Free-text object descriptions
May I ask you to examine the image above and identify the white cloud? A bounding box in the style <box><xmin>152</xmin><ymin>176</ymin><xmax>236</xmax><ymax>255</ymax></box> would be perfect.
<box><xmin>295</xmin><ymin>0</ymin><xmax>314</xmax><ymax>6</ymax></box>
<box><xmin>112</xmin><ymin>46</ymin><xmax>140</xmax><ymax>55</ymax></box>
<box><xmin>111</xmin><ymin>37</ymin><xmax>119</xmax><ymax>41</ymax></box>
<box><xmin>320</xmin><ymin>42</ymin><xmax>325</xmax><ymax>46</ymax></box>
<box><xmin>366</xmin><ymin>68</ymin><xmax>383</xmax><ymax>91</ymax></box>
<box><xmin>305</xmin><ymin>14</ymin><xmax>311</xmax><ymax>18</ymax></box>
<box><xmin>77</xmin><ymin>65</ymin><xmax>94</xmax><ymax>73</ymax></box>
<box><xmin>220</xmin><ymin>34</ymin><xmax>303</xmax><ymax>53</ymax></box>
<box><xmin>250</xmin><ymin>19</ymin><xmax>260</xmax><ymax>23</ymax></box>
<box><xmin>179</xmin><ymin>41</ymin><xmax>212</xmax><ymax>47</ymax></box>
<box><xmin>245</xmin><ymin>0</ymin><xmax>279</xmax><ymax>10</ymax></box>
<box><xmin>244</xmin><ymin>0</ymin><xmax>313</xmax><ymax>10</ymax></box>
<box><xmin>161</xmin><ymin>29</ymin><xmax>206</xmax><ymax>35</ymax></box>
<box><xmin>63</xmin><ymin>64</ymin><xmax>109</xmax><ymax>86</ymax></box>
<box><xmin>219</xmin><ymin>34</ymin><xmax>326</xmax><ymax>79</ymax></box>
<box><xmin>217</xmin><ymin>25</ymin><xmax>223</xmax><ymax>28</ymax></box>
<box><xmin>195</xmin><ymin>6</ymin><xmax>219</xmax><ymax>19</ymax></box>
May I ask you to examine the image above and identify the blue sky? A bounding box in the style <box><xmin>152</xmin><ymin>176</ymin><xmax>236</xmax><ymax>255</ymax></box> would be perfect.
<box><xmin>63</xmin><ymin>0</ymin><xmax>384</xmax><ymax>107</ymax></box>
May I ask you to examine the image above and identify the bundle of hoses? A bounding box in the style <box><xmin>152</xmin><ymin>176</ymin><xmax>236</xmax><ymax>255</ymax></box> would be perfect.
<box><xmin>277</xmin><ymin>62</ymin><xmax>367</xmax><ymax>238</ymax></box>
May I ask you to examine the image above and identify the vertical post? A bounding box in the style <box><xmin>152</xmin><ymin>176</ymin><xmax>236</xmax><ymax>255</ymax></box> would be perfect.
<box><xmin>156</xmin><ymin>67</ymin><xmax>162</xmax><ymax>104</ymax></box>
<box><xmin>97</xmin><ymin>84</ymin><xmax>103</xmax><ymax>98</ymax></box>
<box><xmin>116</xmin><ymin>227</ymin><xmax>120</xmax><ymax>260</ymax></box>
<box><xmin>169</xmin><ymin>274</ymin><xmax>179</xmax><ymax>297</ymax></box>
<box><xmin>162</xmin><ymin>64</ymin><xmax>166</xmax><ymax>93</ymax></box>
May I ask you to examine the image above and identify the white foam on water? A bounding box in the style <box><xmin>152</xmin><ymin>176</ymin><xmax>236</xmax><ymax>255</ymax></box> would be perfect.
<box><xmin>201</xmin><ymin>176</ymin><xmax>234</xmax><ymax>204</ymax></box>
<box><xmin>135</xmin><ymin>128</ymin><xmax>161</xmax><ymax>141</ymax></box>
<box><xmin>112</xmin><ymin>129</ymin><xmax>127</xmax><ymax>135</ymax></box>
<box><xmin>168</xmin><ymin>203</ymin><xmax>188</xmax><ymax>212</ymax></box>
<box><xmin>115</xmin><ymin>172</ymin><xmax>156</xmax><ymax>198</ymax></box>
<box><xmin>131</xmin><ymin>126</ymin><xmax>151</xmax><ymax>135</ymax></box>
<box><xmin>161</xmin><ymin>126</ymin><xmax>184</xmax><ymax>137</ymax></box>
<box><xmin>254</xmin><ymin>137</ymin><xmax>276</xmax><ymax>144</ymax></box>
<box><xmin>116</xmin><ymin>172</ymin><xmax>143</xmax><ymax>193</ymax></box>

◆ **Work order**
An exact copy is needed of the closing lines of the entries above, counting from the one that contains "the white foam" and including it and the last.

◆ **Your solution**
May I ask you to examine the image above and identify the white foam on water? A bounding box in the style <box><xmin>152</xmin><ymin>176</ymin><xmax>236</xmax><ymax>255</ymax></box> would be perfect.
<box><xmin>201</xmin><ymin>176</ymin><xmax>234</xmax><ymax>204</ymax></box>
<box><xmin>135</xmin><ymin>128</ymin><xmax>161</xmax><ymax>141</ymax></box>
<box><xmin>112</xmin><ymin>129</ymin><xmax>127</xmax><ymax>135</ymax></box>
<box><xmin>168</xmin><ymin>203</ymin><xmax>188</xmax><ymax>212</ymax></box>
<box><xmin>115</xmin><ymin>172</ymin><xmax>156</xmax><ymax>198</ymax></box>
<box><xmin>131</xmin><ymin>126</ymin><xmax>151</xmax><ymax>135</ymax></box>
<box><xmin>161</xmin><ymin>126</ymin><xmax>184</xmax><ymax>137</ymax></box>
<box><xmin>254</xmin><ymin>137</ymin><xmax>276</xmax><ymax>144</ymax></box>
<box><xmin>116</xmin><ymin>172</ymin><xmax>143</xmax><ymax>193</ymax></box>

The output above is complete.